WHAT IS EXPECTED: Print each of the items below verbatim, leaving the pictures out.

DATA ENTRIES:
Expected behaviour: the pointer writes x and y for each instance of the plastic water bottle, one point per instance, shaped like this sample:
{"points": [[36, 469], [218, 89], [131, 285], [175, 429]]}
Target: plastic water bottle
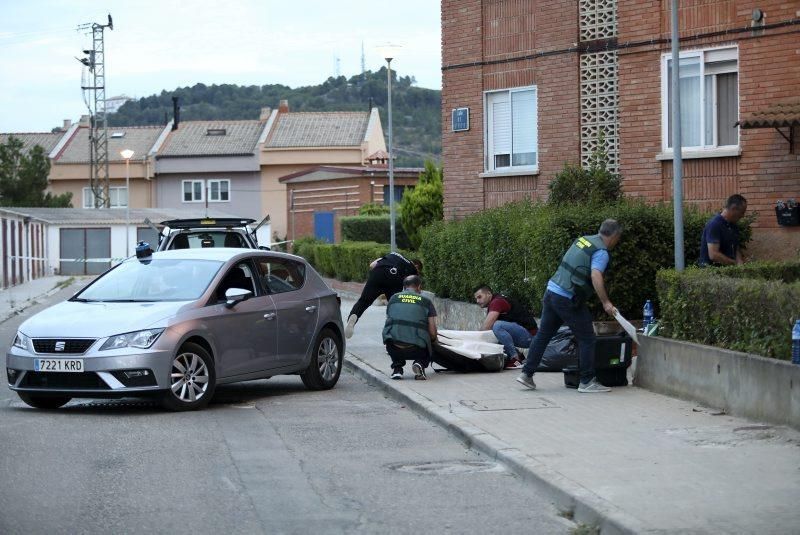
{"points": [[796, 343], [647, 314]]}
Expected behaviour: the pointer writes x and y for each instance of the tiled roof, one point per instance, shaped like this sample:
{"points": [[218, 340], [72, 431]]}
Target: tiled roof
{"points": [[91, 216], [139, 139], [45, 139], [776, 114], [192, 138], [319, 129]]}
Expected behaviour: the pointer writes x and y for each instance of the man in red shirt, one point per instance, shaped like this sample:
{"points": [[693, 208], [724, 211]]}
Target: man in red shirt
{"points": [[509, 322]]}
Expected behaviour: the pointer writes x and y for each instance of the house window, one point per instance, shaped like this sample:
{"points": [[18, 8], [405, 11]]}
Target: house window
{"points": [[118, 197], [219, 190], [709, 85], [512, 135], [193, 191]]}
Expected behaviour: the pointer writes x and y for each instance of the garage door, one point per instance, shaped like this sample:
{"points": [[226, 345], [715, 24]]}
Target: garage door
{"points": [[79, 244]]}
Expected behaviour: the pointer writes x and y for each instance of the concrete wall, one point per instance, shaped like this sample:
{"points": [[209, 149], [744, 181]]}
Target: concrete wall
{"points": [[741, 384]]}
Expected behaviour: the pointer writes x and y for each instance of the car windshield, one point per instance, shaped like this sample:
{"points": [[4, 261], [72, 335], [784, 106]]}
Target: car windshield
{"points": [[158, 280]]}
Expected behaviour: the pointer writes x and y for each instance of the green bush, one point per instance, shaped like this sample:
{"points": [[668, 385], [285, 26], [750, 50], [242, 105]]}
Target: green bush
{"points": [[517, 247], [747, 308], [374, 229], [347, 261]]}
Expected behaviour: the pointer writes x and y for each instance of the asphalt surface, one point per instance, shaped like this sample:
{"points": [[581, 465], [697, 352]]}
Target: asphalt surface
{"points": [[265, 457]]}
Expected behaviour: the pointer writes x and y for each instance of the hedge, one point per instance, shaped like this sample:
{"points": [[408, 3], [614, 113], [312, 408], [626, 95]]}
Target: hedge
{"points": [[373, 229], [517, 247], [347, 261], [749, 308]]}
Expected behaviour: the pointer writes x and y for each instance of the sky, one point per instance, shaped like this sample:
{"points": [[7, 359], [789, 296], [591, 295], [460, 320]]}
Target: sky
{"points": [[165, 44]]}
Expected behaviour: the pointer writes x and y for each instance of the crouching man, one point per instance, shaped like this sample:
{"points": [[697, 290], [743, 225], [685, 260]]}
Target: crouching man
{"points": [[410, 329]]}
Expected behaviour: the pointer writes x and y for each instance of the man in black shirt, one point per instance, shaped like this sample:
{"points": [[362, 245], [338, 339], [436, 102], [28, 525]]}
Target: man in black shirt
{"points": [[386, 276], [720, 242]]}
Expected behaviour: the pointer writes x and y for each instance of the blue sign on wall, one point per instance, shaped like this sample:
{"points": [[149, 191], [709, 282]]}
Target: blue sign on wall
{"points": [[460, 119]]}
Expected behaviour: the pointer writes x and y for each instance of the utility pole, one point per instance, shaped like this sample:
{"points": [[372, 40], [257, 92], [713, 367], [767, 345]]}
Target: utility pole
{"points": [[98, 136]]}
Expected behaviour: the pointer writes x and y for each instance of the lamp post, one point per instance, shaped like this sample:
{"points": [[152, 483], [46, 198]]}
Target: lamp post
{"points": [[389, 52], [127, 154]]}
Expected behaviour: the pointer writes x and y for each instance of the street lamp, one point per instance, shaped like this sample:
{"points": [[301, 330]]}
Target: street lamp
{"points": [[389, 52], [127, 154]]}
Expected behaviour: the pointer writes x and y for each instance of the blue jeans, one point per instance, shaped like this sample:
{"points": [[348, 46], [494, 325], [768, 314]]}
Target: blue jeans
{"points": [[556, 311], [511, 335]]}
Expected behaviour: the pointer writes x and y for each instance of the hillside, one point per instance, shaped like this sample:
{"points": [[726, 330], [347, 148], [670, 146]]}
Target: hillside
{"points": [[415, 111]]}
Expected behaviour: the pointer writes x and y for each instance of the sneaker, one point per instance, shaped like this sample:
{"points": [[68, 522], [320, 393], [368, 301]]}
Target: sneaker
{"points": [[513, 364], [526, 380], [592, 387], [351, 322]]}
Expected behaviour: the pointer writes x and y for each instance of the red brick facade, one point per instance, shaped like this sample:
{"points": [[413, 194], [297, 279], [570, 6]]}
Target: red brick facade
{"points": [[488, 45]]}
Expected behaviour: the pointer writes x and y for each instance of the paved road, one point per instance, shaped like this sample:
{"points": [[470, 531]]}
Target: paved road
{"points": [[265, 457]]}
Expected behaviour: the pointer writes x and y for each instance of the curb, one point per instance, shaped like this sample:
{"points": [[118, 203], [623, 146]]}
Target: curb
{"points": [[584, 505]]}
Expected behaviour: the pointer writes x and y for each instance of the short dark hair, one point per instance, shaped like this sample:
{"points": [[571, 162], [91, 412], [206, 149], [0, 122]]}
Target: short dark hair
{"points": [[735, 201], [412, 280]]}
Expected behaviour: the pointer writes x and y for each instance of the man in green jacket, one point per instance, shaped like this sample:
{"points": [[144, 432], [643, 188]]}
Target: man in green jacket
{"points": [[410, 329], [577, 278]]}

FULL OUTPUT:
Expected behaviour: the pointer writes x and y for each instance of the plastic water bottle, one point per instance, shaped like this sample:
{"points": [[36, 469], [218, 89], [131, 285], [175, 429]]}
Target: plastic water bottle
{"points": [[796, 343], [647, 314]]}
Expected behaviour: the pointer writes x and y for each instance of the tiled roof, one point per instance, shaped like this sample:
{"points": [[218, 340], [72, 431]]}
Target: tiled roof
{"points": [[91, 216], [139, 139], [45, 139], [776, 114], [192, 138], [319, 129]]}
Expected behaviour: the pointer writes x and y for each instance of the man in red shirt, one point per instance, shaped like this sample:
{"points": [[693, 208], [724, 211]]}
Target: man in red shirt
{"points": [[509, 322]]}
Expected behaviour: the pointer writes x and y for each instance of the house window, one point per instance, shaped like this sample:
{"points": [[18, 8], [405, 11]]}
Target: house window
{"points": [[118, 197], [219, 190], [709, 85], [512, 135], [193, 191]]}
Expected behaviour: the pointer writes x and y for each instance of the garage door, one point per instance, shaped like this sample:
{"points": [[226, 345], [715, 24]]}
Target: garage door
{"points": [[79, 244]]}
Expected behaviour: the pointer writes x and y for each instance of the concrete wall, one point per instance, shaped like this sample:
{"points": [[209, 149], [744, 181]]}
Target: concrete wall
{"points": [[741, 384]]}
Expected behaviour: the pointer writes x and y for each instance of the car windshield, one point per instance, shaped like this sample:
{"points": [[4, 261], [72, 335], [784, 106]]}
Target: car windshield
{"points": [[158, 280]]}
Expected behaviour: the pointer writes x and y for each instance of the green bush, one point per instance, shaped like this sample:
{"points": [[668, 385], [285, 26], [750, 50], [242, 105]]}
Target: green bush
{"points": [[517, 247], [747, 308], [374, 229], [347, 261]]}
Expected behaviour: the pointer writes x and y for each instance of the asphalt surface, one point per instance, shaped like this sample:
{"points": [[581, 465], [697, 352]]}
Target: asphalt surface
{"points": [[265, 457]]}
Expected behaviour: the pointer writes x and y for each instance of the hedge, one point per instance, shaped like this sample:
{"points": [[408, 3], [614, 113], [312, 408], [626, 95]]}
Target: hedge
{"points": [[373, 229], [517, 247], [347, 261], [749, 308]]}
Expected behaviour: the pointer writes x and y for each instance of the sky, one point per instance, shaped like this sample:
{"points": [[7, 359], [789, 296], [591, 295], [460, 320]]}
Target: sky
{"points": [[165, 44]]}
Expected behaviour: the pointer writes x and y for each instance of the crouching man, one point per instance, shaped like this sample:
{"points": [[697, 290], [743, 225], [685, 260]]}
Target: crouching man
{"points": [[410, 329]]}
Expected behaviour: the pointer writes x and y for each instance of the man in black shirt, one point per instance, shaped like this sample:
{"points": [[362, 245], [338, 339], [436, 102], [28, 525]]}
Target: man in black shirt
{"points": [[386, 276], [720, 242]]}
Expected behaviour: the pointer writes x and y for each instance of the blue sign on wall, one point per instance, shaped like this sample:
{"points": [[149, 191], [709, 282]]}
Target: blue sign on wall
{"points": [[460, 119]]}
Expected behaviour: the pointer writes x and y for each instance of the utility pole, one point per instance, shaped like this sample:
{"points": [[372, 40], [257, 92], [713, 367], [767, 345]]}
Target: utility pole
{"points": [[98, 136]]}
Expected behaviour: the pointer writes x and y for each instance of the lamp post, one point per instance, shaped like this sample:
{"points": [[152, 483], [46, 198]]}
Target: lamp post
{"points": [[389, 52], [127, 154]]}
Expected behaviour: the pointer writes x and y for each instance of the street lamp, one point per instance, shaped like this sample:
{"points": [[301, 330]]}
Target: street lamp
{"points": [[389, 52], [127, 154]]}
Expected behaviour: the pointer writes x and y for each instance of the blue jeans, one point per instance, shaped like this sample:
{"points": [[348, 46], [494, 325], [768, 314]]}
Target: blue jeans
{"points": [[556, 311], [511, 335]]}
Expected behaviour: the pointer writes x and y for each instance of the hillside, one point per instance, shaped like this sample:
{"points": [[726, 330], [347, 148], [670, 146]]}
Target: hillside
{"points": [[415, 111]]}
Expected behaviour: the pointer writes x and y for each instance of the sneaker, one point per instance, shaped like this sample:
{"points": [[68, 522], [320, 393], [368, 301]]}
Target: sneaker
{"points": [[513, 364], [526, 380], [592, 387], [351, 322]]}
Expected behaviour: the pointer writes x and y for each instance of the red brick facade, one point per instance, shaped like this sample:
{"points": [[413, 194], [297, 279], [570, 6]]}
Target: red brick facade
{"points": [[488, 45]]}
Expected behaviour: the pointer writes x and y for each instance of the paved road, one point per instance, shaped like this sample:
{"points": [[470, 531]]}
Target: paved road
{"points": [[265, 457]]}
Expected behaviour: the pointer writes x and y for each instance of the curb, one point per instance, shaped like this sample:
{"points": [[118, 203], [623, 146]]}
Target: curb
{"points": [[584, 505]]}
Expected behaviour: the pointer writes x and y for each instance of the short dark hair, one point per instance, shaped like this sample:
{"points": [[571, 162], [91, 412], [206, 149], [0, 122]]}
Target: short dark hair
{"points": [[735, 201], [412, 280]]}
Expected behaviour: the pointer writes x and y for each instance of the man in green jacket, one point per instance, shaped like this sample:
{"points": [[144, 432], [643, 188]]}
Target: man in green jacket
{"points": [[410, 329], [577, 278]]}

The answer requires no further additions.